→ **WHAT IS REQUIRED**
Copy every entry exactly.

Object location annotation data
<<<<
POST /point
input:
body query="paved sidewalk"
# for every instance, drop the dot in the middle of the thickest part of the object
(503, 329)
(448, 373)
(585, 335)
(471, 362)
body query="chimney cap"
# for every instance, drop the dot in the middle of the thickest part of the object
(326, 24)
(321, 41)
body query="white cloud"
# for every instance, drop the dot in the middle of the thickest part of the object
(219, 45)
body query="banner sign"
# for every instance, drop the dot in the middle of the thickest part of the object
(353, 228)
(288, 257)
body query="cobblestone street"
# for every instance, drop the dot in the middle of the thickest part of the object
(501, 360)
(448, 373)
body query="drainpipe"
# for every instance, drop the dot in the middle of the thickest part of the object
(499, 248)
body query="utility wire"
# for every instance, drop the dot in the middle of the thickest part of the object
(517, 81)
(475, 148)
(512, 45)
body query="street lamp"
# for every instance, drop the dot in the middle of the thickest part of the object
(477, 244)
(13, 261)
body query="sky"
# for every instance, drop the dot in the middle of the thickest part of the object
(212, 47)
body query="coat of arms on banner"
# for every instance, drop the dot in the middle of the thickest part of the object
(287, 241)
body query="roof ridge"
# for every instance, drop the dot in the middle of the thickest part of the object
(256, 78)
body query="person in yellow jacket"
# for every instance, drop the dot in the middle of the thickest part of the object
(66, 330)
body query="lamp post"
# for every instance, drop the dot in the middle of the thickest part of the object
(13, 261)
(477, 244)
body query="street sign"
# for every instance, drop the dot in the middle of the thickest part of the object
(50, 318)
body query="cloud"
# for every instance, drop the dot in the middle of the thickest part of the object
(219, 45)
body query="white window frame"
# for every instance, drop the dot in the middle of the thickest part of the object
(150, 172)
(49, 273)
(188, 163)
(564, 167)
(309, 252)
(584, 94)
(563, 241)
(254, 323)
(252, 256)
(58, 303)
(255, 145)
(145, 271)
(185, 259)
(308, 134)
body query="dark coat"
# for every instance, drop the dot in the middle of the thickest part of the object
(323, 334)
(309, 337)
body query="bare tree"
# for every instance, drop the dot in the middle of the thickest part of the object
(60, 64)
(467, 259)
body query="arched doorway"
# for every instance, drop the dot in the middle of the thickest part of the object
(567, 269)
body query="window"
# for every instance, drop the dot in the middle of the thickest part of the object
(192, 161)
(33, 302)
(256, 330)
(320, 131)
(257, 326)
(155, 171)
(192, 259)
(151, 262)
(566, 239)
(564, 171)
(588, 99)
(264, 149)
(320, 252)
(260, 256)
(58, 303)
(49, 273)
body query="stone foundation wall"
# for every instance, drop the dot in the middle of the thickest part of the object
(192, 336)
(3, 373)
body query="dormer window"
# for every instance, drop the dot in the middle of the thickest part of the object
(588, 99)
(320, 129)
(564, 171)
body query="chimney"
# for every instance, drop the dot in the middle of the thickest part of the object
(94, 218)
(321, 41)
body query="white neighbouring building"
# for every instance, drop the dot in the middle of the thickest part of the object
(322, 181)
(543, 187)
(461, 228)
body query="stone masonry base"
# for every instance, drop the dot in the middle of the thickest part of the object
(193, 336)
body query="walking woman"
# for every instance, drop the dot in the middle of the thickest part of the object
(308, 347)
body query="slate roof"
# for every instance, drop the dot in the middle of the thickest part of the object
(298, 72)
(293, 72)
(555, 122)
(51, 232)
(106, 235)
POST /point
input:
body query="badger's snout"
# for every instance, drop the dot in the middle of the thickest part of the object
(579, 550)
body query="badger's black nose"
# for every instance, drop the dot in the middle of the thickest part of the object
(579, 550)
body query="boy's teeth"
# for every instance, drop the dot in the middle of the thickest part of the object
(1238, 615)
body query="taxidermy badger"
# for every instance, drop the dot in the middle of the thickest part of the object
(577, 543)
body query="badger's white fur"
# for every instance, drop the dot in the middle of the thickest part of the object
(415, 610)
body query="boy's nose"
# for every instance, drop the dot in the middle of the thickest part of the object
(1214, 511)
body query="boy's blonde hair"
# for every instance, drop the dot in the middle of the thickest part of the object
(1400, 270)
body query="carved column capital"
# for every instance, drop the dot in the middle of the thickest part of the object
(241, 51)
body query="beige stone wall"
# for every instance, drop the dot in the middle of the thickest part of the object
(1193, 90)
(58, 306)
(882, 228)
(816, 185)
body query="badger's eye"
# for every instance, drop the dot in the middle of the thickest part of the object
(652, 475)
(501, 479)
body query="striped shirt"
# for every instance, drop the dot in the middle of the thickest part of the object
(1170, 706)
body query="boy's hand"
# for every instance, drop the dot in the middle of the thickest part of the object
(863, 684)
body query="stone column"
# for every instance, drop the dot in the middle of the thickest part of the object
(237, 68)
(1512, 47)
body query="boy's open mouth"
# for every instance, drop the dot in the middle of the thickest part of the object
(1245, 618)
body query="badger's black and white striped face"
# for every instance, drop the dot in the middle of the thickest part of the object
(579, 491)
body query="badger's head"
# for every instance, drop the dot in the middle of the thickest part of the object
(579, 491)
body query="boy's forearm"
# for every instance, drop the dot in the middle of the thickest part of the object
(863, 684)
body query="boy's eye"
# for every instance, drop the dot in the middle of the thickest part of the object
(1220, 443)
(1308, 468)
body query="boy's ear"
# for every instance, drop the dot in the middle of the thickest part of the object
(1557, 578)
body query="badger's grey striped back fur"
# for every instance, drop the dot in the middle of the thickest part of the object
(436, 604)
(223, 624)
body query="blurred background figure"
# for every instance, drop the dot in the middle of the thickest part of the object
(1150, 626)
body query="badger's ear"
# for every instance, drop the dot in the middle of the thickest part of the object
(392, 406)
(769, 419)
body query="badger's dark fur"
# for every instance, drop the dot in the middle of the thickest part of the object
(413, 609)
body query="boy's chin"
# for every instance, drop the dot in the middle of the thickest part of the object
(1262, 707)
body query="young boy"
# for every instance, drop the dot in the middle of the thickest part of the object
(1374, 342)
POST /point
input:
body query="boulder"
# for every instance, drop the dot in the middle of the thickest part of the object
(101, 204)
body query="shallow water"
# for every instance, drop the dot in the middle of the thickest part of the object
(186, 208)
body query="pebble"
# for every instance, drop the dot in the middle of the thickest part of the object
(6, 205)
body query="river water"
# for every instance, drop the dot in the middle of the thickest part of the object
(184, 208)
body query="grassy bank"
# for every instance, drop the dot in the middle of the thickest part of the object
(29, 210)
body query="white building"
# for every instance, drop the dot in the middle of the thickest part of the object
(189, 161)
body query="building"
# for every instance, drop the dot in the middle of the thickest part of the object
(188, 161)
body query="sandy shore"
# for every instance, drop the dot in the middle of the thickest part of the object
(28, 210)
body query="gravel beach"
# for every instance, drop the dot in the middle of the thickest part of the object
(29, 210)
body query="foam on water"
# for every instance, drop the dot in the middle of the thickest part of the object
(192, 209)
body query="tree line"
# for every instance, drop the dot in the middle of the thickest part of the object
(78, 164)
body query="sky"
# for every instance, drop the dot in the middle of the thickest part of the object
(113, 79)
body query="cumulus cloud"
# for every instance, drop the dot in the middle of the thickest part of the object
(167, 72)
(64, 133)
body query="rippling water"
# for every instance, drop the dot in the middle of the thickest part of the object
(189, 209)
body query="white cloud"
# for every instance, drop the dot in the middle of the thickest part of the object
>>>>
→ **SOLUTION**
POST /point
input:
body query="paved sidewalk"
# for every instance, drop the dot in the middle of the thickest part of the object
(503, 329)
(448, 373)
(585, 335)
(471, 362)
body query="chimney cap"
# for every instance, drop the dot in the middle of the thickest part of the object
(326, 24)
(321, 41)
body query="white cloud"
# for every instance, drop the dot in the middle of the thickest part of the object
(219, 45)
body query="banner sign"
# for every instance, drop the dot in the middle of the thickest part of the object
(353, 228)
(288, 257)
body query="cobblestone street"
# for every instance, drop the dot in the middle of the thickest part of the object
(501, 360)
(448, 373)
body query="drainpipe"
# for every instance, drop the dot in the middle of the thickest part of the object
(499, 248)
body query="utility wire"
# for every instance, drop the dot in the middle of the thickest part of the object
(517, 81)
(475, 148)
(512, 45)
body query="street lamp"
# for every instance, drop the dot in the middle of the thickest part of the object
(477, 244)
(13, 261)
body query="sky"
# for every instance, drop the dot in the middle of the thickest part of the object
(212, 47)
body query="coat of arms on banner"
# for every instance, drop the dot in the middle of the thickest part of the object
(287, 241)
body query="roof ridge"
# for every instance, drop the dot in the middle of the thickest part of the object
(256, 78)
body query="person in yellow jacket"
# for every instance, drop the dot in the middle of the thickest part of the object
(66, 330)
body query="lamp post"
# for every instance, drop the dot in the middle of the thickest part of the object
(13, 261)
(477, 244)
body query="street sign"
# for every instance, drop the dot in the middle of the thickest part of the object
(50, 318)
body query="cloud"
# for every instance, drop the dot in the middle of the thickest part of the object
(219, 45)
body query="white window frame"
# for every instance, drop the dot in the middle of the thickest part of the object
(150, 172)
(49, 273)
(188, 163)
(564, 167)
(309, 252)
(584, 94)
(563, 241)
(254, 323)
(252, 256)
(58, 303)
(255, 145)
(145, 271)
(185, 259)
(308, 134)
body query="dark coat"
# for every instance, drop the dot in the middle of the thickest part of the object
(323, 334)
(309, 337)
body query="bare tree"
# for every instance, drop the dot in the middle of the thickest part of the object
(60, 64)
(467, 259)
body query="arched doorway"
# for every instance, drop the dot in the middle of the thickest part of the object
(567, 269)
body query="window"
# for every instance, drop the dot in the middle of the thickest part of the object
(192, 161)
(33, 302)
(256, 330)
(320, 131)
(257, 326)
(155, 171)
(192, 259)
(151, 262)
(566, 239)
(564, 171)
(588, 99)
(264, 149)
(320, 252)
(260, 256)
(58, 303)
(49, 273)
body query="stone foundation wall"
# for every instance, drop the dot in the middle of the thickest part of the object
(192, 336)
(3, 373)
body query="dormer window"
# for every instance, drop the dot in the middle of the thickest part of the object
(588, 99)
(320, 129)
(564, 171)
body query="chimney"
# for every instance, drop the dot in the middle of the thickest part of the object
(94, 218)
(321, 41)
body query="white neighbouring building"
# for every instance, drop the dot in the middle of the thickest part of the object
(322, 181)
(543, 187)
(461, 228)
body query="stone masonry base"
# for every instance, drop the dot in the middle of the thickest part of the object
(193, 336)
body query="walking woman"
# for every instance, drop the dot in the middle of the thickest part of the object
(308, 347)
body query="slate roof"
# for every instance, drop the dot in the middle of the thickest part of the object
(298, 72)
(293, 72)
(555, 122)
(51, 232)
(106, 235)
POST /point
input:
body query="badger's snout"
# for every instance, drop the dot in the middle of the thickest part of the object
(579, 550)
body query="badger's black nose"
# for every instance, drop the dot in the middle of the thickest part of the object
(579, 550)
body query="boy's teeth"
# for every instance, drop the dot in the middle of the thickest part of the object
(1238, 615)
body query="taxidermy badger"
# for every instance, drop the dot in the middle of the thickest part of the object
(577, 543)
body query="badger's white fur"
# for every instance, drop the dot in the middle of the thickest part of the object
(415, 610)
body query="boy's nose"
# for every instance, drop the dot in the middle of the thickest part of the object
(1214, 511)
body query="boy's blonde hair"
# for every instance, drop the dot in the middle of the thickest part of the object
(1400, 270)
body query="carved column capital"
# for every instance, drop the dot in the middle of the thickest part of the object
(241, 51)
body query="beige stone wall"
# for every instance, drop the dot in the middle of the thickest part of the object
(1193, 90)
(58, 306)
(882, 228)
(816, 185)
body query="badger's eye"
# for every instance, drop the dot in the middle of the thickest part of the object
(652, 475)
(501, 479)
body query="striped shirt"
# for every instance, drop the dot in the middle of the thickest part of the object
(1170, 706)
body query="boy's hand"
# for every instance, drop the dot in the middle of the thickest part of the object
(863, 684)
body query="stone column"
# for every instance, drop the dot in the middle of the thickest part of the object
(237, 68)
(1512, 47)
body query="boy's open mouth"
# for every instance, drop the dot in the middle of the thickest part of the object
(1245, 618)
body query="badger's black and white striped face"
# for every instance, drop the dot in the middle of the thickest part of the object
(579, 491)
body query="badger's head"
# for every instance, drop the dot in the middle of the thickest part of the object
(579, 491)
body query="boy's forearm"
# for every instance, drop the dot in the middle of the thickest part of the object
(863, 684)
body query="boy's eye"
# for every instance, drop the dot in the middle of the thickest part of the object
(1220, 443)
(1308, 468)
body query="boy's ear"
# for every instance, drop the dot in the middle of the thickest part of the object
(1557, 578)
body query="badger's grey striped back fur"
# for every instance, drop the dot in the middle of the thickest part of the object
(436, 604)
(223, 624)
body query="blurred background figure"
# for every instance, drop the dot in the middle of the thickest part of the object
(1150, 626)
body query="badger's ear"
# for every instance, drop the dot in the middle of the thickest part of the object
(392, 406)
(769, 419)
body query="badger's dark fur"
# for every instance, drop the dot in the middle of the thickest part of the object
(413, 609)
body query="boy's chin"
# for every instance, drop the dot in the middle of the thickest part of the object
(1262, 707)
body query="young boy"
# for every instance, drop the dot in the middle of the thickest part of the object
(1374, 342)
POST /point
input:
body query="boulder"
# for every instance, drop the dot in the middle of the thickest part of the object
(101, 204)
body query="shallow water"
# for every instance, drop the dot in the middle of the thickest part of the object
(186, 208)
body query="pebble"
# for every instance, drop the dot in the middle of the thickest part of the object
(6, 205)
body query="river water"
# for every instance, drop the dot in the middle of the thickest part of the object
(184, 208)
body query="grassy bank"
# for every instance, drop the dot in the middle of the thickest part of the object
(29, 210)
body query="white building"
# for every instance, drop the dot in the middle of the thickest part of the object
(189, 161)
body query="building"
# for every instance, drop the dot in the middle of the thickest part of the object
(188, 161)
body query="sandy shore"
# for every instance, drop the dot in the middle of the thickest part of the object
(28, 210)
body query="gravel beach"
# for every instance, drop the dot in the middle of the thickest part of the object
(29, 210)
body query="foam on water"
# for every instance, drop the dot in the middle of the thickest part of the object
(192, 209)
body query="tree line"
# for every instance, drop the dot in the middle of the thickest part of the object
(78, 164)
body query="sky"
# for every instance, drop the dot in the middle of the thickest part of the object
(113, 79)
body query="cumulus cloud"
# for every instance, drop the dot in the middle of the thickest part of the object
(167, 72)
(64, 133)
body query="rippling water"
# for every instance, drop the dot in the middle of the thickest part of the object
(189, 209)
body query="white cloud"
# for every instance, drop the dot in the middle of the thickest part of the object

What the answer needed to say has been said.